● TEXT PROVIDED
•••••
# Tru cut reel removal



## Kauai (Oct 31, 2021)

Project mower that I'm trying to disassemble and paint. I'm trying to remove the reel. I got the non chain side out but having issues with the chain side. I removed the nut and washer on the chain side but the sprocket seems stuck. It might be rusted stuck but I'm not sure if it screws off or I can just wedge it out. Been spraying wd40 to try and loosen it. Looking for direction  on how to get this out.

I also couldn't get the roll pins out on the wheel shaft. It it visibly rusted.. Been spraying a bunch of wd40 daily on them. Been hitting it with the punch but maybe not hard enough? Any tricks/ direction with the removal.

I've been using evapo-rush and it's been cleaning the rust off the smaller pieces. Not sure how I'm going to tackle the big pieces yet.


----------



## klsmith259 (Oct 6, 2020)

As for the sprocket its just stuck/rusted on there. The bearing retainer slides over the bearing on the reel. It may take a bit to get it loose as well.

I have never taken the wheels off but there are a few posts on the forum and youtube that give insight into how.


----------



## Kauai (Oct 31, 2021)

Thanks I'll try mess with it. I got the roll pins off. Just had to hold it with a pliers and hit jt harder. It did dent a punch though.


----------



## IronwoodAZ (Nov 27, 2021)

Might try a gear puller on the sprocket to get it off. That's what I used on the top sprocket for the clutch on my Pro-Master.


----------



## klsmith259 (Oct 6, 2020)

There is a lot of info in this thread and a lot of pages. 
https://thelawnforum.com/viewtopic.php?f=4&t=100

Axle removal discussion
https://thelawnforum.com/viewtopic.php?f=4&t=707

Youtube where someone is removing the axle
https://youtu.be/y_zhtRs5lkM

I used a gear puller to get my bearings off and bearing retainers before I knew what I was doing. In your case as recommended it would be helpful. You could also try heating and cooling it to loosen it up.

As for the sprocket, the replacement parts are available in multiple places although it may be challenging or costly due to shipping to Hawaii.


----------



## Guest (Dec 7, 2021)

try a little heat works wonders on rusted parts


----------
•••••
● SUPPLIED INFORMATION
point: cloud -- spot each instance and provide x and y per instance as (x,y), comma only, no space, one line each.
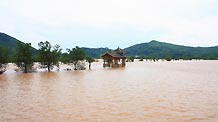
(187,22)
•••••
● TASK BRIEF
From the reel removal thread above, write out word for word the passage starting at "Project mower that" and ending at "with the removal.".

● SOLVED PROBLEM
Project mower that I'm trying to disassemble and paint. I'm trying to remove the reel. I got the non chain side out but having issues with the chain side. I removed the nut and washer on the chain side but the sprocket seems stuck. It might be rusted stuck but I'm not sure if it screws off or I can just wedge it out. Been spraying wd40 to try and loosen it. Looking for direction  on how to get this out.

I also couldn't get the roll pins out on the wheel shaft. It it visibly rusted.. Been spraying a bunch of wd40 daily on them. Been hitting it with the punch but maybe not hard enough? Any tricks/ direction with the removal.